** SET PROBLEM **
Tally the lines in the items below that contain the word "pier", and give only that number.

** INPUT FOR THIS TASK **
- - -

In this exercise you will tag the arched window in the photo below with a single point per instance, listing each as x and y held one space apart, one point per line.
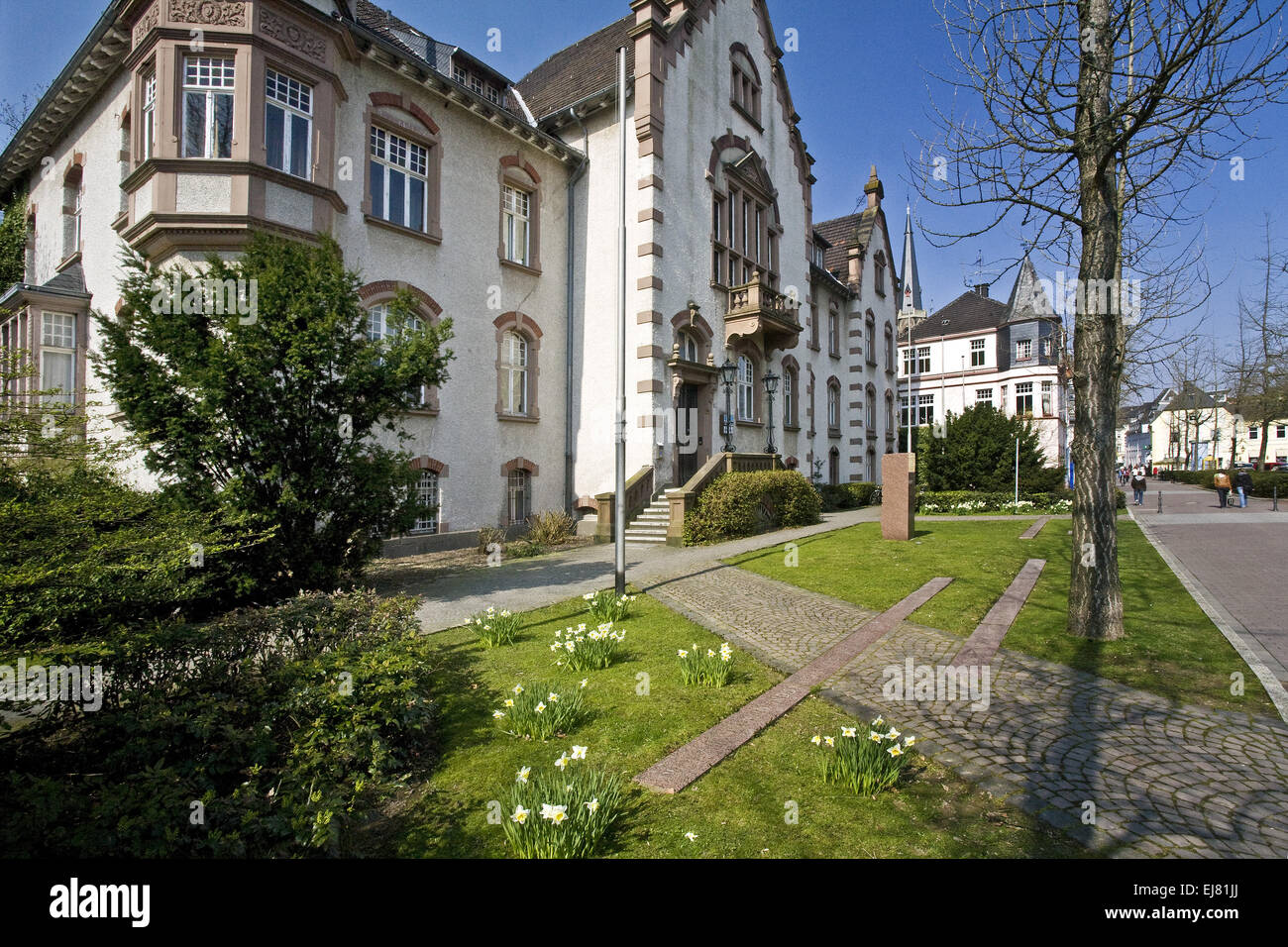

- - -

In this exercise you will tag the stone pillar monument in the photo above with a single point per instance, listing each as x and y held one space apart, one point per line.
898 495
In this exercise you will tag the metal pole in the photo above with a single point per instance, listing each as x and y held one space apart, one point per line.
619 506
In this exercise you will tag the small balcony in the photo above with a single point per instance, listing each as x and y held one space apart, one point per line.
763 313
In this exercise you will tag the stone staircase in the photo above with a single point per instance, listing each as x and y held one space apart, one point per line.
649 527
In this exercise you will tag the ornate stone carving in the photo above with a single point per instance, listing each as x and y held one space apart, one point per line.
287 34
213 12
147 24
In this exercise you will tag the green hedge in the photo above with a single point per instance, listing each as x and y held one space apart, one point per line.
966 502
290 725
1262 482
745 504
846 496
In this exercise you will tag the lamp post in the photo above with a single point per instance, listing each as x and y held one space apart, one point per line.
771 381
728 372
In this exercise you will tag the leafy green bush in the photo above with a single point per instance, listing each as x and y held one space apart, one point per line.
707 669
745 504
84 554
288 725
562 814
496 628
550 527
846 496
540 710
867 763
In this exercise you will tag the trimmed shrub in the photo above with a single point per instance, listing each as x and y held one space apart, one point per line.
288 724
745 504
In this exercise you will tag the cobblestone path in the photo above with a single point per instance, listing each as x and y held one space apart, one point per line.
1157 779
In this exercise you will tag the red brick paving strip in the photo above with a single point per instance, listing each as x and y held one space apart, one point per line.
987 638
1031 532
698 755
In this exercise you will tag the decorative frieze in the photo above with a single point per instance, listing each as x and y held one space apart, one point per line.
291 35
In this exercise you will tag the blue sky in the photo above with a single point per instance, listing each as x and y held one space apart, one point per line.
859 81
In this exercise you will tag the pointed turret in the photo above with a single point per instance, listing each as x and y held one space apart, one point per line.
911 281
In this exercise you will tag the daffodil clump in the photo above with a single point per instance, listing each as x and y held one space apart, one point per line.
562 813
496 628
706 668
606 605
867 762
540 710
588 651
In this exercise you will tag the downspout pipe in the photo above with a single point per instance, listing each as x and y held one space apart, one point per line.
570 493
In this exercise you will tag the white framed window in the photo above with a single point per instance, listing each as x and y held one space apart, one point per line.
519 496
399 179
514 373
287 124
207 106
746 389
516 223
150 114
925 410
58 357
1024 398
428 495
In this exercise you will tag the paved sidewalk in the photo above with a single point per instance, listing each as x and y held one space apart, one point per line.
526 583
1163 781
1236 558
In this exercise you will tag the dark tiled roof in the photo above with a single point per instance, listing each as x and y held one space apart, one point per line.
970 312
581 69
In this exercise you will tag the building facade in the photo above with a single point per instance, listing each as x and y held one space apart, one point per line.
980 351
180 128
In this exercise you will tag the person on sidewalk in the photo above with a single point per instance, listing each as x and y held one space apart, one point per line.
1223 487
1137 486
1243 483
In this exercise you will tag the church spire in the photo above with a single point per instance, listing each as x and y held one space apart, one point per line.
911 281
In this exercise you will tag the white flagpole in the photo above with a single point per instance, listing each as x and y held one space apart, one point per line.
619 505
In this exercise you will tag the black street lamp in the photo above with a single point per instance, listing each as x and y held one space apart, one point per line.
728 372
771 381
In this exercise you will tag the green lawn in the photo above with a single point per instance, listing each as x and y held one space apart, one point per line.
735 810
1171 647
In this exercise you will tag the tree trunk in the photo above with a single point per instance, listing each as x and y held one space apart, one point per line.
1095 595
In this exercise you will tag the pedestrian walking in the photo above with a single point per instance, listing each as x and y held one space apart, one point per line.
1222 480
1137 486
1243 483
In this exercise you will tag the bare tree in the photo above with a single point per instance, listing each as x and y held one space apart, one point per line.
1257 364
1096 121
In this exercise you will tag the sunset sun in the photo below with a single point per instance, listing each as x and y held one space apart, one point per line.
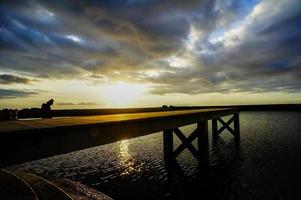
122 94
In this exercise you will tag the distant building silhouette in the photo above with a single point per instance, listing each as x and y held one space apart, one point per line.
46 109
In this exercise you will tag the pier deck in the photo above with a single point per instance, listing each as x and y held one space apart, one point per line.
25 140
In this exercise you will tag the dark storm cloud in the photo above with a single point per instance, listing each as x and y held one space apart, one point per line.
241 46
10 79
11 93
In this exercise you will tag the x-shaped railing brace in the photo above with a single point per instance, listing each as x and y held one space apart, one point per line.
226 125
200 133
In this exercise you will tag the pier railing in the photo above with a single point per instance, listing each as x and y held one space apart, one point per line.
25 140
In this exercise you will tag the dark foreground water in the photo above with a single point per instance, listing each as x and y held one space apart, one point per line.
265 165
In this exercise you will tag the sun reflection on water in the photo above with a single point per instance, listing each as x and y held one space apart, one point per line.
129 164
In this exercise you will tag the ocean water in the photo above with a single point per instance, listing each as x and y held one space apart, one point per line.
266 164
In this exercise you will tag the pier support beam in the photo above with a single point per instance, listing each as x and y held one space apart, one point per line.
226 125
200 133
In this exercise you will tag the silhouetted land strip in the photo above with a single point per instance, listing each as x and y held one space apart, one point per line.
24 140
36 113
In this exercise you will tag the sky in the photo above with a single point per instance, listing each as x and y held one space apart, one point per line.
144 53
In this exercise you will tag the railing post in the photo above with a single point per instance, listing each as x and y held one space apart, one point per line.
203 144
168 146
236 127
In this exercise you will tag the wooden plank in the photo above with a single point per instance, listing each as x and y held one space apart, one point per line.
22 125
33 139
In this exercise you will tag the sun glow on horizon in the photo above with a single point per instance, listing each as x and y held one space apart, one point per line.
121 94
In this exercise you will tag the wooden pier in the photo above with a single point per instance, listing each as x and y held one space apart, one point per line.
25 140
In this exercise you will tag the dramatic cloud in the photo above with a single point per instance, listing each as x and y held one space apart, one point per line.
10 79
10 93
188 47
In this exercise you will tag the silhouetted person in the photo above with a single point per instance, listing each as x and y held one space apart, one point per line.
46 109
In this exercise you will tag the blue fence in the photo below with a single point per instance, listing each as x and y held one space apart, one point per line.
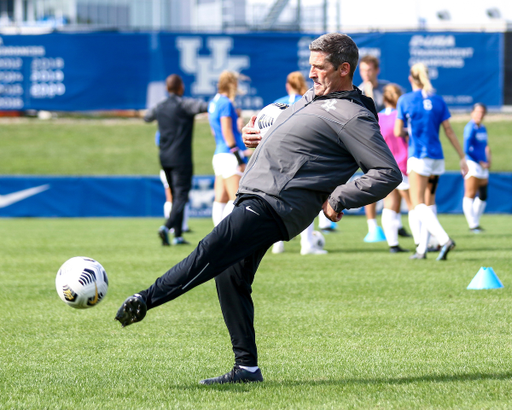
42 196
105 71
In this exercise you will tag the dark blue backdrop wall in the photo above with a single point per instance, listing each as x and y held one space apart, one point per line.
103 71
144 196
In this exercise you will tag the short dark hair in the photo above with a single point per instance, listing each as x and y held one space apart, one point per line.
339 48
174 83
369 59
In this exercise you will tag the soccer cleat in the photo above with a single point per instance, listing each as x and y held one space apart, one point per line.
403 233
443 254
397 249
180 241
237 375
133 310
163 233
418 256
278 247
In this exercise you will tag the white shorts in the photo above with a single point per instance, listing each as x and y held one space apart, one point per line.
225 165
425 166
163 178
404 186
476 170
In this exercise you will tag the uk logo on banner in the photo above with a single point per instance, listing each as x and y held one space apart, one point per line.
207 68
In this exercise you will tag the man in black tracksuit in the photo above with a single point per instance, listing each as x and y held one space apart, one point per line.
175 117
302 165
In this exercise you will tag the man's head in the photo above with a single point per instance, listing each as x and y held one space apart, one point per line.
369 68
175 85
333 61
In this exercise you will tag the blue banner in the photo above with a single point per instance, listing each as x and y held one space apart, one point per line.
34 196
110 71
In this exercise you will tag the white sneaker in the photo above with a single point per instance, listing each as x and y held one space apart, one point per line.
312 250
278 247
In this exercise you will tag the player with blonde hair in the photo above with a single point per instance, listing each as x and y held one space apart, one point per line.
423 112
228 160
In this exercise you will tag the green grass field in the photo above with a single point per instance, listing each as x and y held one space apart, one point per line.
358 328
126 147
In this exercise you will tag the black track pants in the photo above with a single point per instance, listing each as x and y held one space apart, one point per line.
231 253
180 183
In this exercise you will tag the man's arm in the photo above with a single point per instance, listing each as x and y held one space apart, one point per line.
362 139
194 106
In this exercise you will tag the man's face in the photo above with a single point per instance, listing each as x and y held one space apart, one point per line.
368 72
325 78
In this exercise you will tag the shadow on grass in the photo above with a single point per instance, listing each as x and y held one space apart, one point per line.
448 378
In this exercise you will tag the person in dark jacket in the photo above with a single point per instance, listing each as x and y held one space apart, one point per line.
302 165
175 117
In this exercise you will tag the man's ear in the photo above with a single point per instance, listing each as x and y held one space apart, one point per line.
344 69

- - -

** RESULT OF THIS EXERCISE **
4